Input data:
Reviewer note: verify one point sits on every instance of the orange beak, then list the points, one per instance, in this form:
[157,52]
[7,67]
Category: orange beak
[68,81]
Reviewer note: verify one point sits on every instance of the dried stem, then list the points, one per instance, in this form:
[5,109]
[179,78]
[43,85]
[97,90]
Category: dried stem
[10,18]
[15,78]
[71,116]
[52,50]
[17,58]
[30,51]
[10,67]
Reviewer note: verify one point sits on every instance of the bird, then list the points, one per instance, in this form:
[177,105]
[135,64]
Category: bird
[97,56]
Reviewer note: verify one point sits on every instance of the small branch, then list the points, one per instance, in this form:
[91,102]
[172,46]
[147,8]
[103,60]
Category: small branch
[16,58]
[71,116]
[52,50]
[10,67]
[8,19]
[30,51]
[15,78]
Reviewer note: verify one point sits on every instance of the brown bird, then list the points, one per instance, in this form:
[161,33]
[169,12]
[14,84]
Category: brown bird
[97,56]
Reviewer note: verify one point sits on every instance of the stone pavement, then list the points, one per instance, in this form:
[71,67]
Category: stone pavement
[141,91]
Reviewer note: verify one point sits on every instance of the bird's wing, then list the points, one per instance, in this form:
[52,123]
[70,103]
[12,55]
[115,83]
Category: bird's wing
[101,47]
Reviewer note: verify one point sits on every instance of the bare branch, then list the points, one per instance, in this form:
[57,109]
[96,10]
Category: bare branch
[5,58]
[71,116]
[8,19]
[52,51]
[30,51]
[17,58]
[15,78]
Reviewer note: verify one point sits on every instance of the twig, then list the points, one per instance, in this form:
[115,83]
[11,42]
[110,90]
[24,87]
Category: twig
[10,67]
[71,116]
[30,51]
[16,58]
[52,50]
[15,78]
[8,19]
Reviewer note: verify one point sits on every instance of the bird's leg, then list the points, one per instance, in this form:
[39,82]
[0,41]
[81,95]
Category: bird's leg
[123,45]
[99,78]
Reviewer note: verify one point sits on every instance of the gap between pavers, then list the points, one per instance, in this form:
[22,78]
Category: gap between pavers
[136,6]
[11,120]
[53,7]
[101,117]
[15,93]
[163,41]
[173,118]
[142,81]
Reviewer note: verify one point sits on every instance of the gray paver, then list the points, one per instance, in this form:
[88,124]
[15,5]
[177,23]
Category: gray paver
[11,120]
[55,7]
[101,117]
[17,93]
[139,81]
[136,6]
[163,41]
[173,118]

Stated task: Reproduce the rows above with every occurrence of "Reviewer note" replaced by "Annotator note", leaving everything else unchanged.

Response for this exercise:
Annotator note: verify one point sits on every instance of the orange beak, then list the points, one per instance, in this form:
[157,52]
[7,67]
Category: orange beak
[68,81]
Annotator note: verify one point sits on every instance of the dried stem, then list the points, one per instance, in this form:
[5,109]
[179,78]
[43,85]
[97,90]
Category: dried stem
[10,18]
[15,78]
[71,116]
[52,50]
[17,58]
[30,51]
[10,67]
Annotator note: verify one point sits on every instance of the bird, then list the points, one per instance, in this form:
[177,105]
[135,64]
Category: bird
[97,56]
Annotator note: verify one point sits on every instance of the small branch, then list the points, one per instance, in this form:
[91,102]
[172,46]
[147,8]
[103,60]
Category: small branch
[16,58]
[71,116]
[52,50]
[10,67]
[8,19]
[30,51]
[15,78]
Annotator note: verify one point sits on every instance of the brown bird, then list the points, one per instance, in this form:
[161,33]
[169,12]
[14,84]
Category: brown bird
[97,56]
Annotator note: verify one point sits on every instance of the stone pavement, then list the points, one per instance, in this form:
[71,67]
Category: stone pavement
[141,91]
Annotator note: verify one point sits on every instance of the bird's wing, then list the points, one per instance, in this form:
[52,123]
[70,103]
[12,55]
[115,83]
Category: bird's wing
[101,47]
Annotator note: verify one point sits on every instance of the bare branch, then list the points, one per instance, in this form:
[57,109]
[96,10]
Category: bare branch
[5,58]
[71,116]
[8,19]
[52,51]
[30,51]
[17,58]
[15,78]
Annotator note: verify one point sits on every instance of the twig, then list the points, one per instance, in this form:
[115,83]
[11,42]
[110,90]
[24,87]
Category: twig
[10,67]
[71,116]
[30,51]
[16,58]
[52,50]
[15,78]
[8,19]
Annotator note: verify one point sits on every instance of the bird's leg, then list the points, one per instance, in this form:
[39,82]
[0,41]
[81,95]
Category: bird's leg
[123,45]
[99,78]
Annotator note: verify one point sits on every instance of the gap between pavers, then list the points, one per instance, in this form:
[22,78]
Category: gap between pavers
[136,6]
[11,120]
[53,7]
[101,117]
[15,93]
[163,41]
[173,118]
[142,81]
Annotator note: verify one point sits on every instance of the gray paver, then list the points, one per instance, in this form:
[88,124]
[15,5]
[177,23]
Category: gray paver
[11,120]
[55,7]
[101,117]
[17,93]
[139,81]
[136,6]
[163,41]
[173,118]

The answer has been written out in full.